Collected data:
Content starts

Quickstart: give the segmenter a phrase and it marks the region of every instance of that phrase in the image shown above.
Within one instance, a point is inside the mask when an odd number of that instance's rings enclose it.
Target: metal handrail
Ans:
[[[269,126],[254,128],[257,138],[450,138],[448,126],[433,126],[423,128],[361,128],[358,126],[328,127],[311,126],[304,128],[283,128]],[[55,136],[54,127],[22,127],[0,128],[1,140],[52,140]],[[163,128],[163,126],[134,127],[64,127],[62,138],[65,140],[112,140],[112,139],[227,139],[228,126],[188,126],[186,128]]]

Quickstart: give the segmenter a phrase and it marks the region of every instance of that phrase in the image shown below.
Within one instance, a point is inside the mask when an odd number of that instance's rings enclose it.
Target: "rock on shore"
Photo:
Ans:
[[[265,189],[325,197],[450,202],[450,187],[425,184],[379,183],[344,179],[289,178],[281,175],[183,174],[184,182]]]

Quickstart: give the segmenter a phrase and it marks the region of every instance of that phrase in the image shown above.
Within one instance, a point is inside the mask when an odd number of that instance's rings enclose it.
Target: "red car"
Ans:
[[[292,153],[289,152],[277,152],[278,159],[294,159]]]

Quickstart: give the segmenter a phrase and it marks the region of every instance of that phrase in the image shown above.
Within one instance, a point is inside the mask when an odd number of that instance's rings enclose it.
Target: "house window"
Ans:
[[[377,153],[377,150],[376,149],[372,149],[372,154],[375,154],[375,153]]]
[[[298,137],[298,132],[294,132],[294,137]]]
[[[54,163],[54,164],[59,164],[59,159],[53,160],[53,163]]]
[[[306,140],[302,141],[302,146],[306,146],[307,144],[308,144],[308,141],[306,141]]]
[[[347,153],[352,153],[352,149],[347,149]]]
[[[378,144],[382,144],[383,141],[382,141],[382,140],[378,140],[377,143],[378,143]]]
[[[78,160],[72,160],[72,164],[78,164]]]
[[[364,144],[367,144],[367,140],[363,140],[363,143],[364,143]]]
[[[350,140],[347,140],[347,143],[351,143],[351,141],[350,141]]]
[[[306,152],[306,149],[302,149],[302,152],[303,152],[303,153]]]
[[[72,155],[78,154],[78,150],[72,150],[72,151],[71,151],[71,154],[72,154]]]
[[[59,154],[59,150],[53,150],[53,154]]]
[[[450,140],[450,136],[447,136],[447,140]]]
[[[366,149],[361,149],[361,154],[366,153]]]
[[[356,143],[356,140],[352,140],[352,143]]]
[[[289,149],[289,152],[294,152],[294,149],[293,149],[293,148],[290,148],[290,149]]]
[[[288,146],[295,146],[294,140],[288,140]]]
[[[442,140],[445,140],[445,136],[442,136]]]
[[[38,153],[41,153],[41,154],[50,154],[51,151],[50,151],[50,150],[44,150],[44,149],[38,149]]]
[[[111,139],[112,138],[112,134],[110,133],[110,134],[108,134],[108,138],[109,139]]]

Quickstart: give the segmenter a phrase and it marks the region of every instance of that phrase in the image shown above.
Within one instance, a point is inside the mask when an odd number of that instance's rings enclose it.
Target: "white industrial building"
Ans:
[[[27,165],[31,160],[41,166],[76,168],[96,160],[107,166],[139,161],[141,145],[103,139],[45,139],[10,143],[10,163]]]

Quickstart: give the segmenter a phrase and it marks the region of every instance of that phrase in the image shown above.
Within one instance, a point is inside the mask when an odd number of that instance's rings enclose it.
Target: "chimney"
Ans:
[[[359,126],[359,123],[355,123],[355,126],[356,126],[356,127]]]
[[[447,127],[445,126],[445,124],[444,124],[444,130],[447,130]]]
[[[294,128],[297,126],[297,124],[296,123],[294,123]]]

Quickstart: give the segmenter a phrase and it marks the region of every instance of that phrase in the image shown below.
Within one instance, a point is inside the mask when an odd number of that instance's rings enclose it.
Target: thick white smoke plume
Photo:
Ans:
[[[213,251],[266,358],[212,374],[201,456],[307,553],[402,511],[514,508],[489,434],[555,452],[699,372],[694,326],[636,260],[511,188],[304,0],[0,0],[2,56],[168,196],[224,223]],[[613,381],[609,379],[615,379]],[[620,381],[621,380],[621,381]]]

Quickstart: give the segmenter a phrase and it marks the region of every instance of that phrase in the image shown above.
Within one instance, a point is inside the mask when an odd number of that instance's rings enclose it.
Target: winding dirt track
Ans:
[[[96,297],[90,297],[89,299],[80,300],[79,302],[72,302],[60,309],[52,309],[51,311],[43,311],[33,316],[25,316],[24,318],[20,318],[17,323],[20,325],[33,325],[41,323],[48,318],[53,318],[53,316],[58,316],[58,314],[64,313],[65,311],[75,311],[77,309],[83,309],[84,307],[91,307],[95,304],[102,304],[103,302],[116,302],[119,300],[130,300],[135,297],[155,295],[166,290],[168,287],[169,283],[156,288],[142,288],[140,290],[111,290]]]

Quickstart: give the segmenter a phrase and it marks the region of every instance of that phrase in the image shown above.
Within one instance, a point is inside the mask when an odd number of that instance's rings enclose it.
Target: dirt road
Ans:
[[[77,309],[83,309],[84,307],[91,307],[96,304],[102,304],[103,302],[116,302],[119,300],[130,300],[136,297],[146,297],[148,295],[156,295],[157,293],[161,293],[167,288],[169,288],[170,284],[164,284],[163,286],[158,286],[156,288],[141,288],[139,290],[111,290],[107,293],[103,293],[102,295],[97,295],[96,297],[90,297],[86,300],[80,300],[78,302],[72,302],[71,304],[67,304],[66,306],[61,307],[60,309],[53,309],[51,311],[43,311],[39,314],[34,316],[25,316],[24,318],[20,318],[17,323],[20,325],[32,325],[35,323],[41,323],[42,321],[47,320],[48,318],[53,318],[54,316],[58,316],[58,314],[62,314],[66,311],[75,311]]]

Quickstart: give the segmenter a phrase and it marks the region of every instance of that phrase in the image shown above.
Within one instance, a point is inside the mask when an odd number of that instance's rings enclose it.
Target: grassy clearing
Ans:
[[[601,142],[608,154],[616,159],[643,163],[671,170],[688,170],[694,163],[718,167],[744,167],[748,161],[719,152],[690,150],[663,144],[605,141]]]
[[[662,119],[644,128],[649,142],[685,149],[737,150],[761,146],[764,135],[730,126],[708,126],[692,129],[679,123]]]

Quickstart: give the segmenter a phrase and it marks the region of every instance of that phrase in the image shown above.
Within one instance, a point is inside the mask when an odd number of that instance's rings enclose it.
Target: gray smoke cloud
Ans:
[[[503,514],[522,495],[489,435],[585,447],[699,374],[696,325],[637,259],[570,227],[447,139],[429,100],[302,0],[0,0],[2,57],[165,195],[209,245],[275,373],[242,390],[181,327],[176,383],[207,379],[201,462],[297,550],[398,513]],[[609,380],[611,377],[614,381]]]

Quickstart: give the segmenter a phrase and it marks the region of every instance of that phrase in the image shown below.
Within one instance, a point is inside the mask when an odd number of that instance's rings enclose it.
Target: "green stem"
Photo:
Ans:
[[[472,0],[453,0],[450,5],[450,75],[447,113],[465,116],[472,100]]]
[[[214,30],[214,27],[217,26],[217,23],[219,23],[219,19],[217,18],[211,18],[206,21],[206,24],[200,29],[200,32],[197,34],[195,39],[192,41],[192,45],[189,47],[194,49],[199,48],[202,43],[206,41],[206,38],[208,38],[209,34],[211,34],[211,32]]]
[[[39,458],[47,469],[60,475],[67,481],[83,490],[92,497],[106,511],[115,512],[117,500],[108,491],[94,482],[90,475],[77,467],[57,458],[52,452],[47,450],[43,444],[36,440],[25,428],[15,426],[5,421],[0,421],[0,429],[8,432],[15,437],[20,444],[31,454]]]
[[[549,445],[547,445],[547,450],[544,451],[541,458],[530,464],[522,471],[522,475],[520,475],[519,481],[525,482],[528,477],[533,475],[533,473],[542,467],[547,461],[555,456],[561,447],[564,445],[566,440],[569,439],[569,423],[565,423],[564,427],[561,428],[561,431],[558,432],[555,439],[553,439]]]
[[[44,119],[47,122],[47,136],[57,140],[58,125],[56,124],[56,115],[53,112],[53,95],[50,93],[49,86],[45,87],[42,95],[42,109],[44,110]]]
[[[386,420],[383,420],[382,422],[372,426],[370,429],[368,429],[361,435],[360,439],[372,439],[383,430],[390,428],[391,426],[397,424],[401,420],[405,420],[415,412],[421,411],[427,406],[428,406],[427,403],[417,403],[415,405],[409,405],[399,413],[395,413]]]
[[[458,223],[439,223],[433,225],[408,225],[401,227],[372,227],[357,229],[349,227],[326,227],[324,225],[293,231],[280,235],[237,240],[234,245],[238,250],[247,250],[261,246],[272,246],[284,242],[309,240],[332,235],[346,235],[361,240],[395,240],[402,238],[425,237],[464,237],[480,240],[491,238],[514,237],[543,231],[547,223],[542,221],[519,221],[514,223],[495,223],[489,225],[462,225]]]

Content ends

[What you are asked to do]
Take every line above that includes "Target" and list it.

[Solution to this exercise]
Target: metal handrail
Target: "rock on shore"
Target: "red car"
Target: "house window"
Target: "white industrial building"
Target: "chimney"
Target: thick white smoke plume
Target: winding dirt track
Target: dirt road
Target: grassy clearing
Target: gray smoke cloud
Target: "green stem"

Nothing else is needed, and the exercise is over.